Суть задания: Определите в перечне ниже все строки, содержащие слово «blue», и выпишите каждую такую строку полностью.

Данные для обработки:
--

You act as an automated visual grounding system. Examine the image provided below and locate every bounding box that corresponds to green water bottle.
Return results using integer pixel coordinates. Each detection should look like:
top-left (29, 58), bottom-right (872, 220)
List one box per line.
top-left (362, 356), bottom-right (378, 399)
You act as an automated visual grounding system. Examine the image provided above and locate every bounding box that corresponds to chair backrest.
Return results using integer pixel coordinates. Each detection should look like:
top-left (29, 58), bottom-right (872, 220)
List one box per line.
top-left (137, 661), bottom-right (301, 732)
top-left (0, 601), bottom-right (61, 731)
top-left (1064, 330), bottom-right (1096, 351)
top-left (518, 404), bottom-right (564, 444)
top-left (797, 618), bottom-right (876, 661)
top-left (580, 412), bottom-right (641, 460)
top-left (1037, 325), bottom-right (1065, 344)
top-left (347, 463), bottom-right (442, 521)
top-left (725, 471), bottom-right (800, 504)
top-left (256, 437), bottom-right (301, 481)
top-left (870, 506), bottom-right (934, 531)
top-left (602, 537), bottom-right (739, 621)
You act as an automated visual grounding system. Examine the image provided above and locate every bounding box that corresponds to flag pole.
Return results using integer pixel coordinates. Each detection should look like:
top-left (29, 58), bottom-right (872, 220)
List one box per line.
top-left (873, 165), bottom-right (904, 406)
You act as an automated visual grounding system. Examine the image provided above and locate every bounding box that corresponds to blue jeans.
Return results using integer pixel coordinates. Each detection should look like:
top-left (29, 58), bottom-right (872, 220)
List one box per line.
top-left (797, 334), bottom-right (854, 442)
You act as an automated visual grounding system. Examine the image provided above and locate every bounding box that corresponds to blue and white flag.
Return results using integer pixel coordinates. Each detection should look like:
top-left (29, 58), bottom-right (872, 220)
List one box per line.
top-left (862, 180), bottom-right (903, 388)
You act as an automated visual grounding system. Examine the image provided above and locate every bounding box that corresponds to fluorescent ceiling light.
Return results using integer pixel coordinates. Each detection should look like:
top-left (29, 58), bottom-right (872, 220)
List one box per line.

--

Результат:
You act as an automated visual grounding system. Examine the image provided above and locate every bounding box that corresponds to blue jeans.
You act as an automated visual grounding system. Examine the image provided above and locate every bounding box that corresponds to blue and white flag.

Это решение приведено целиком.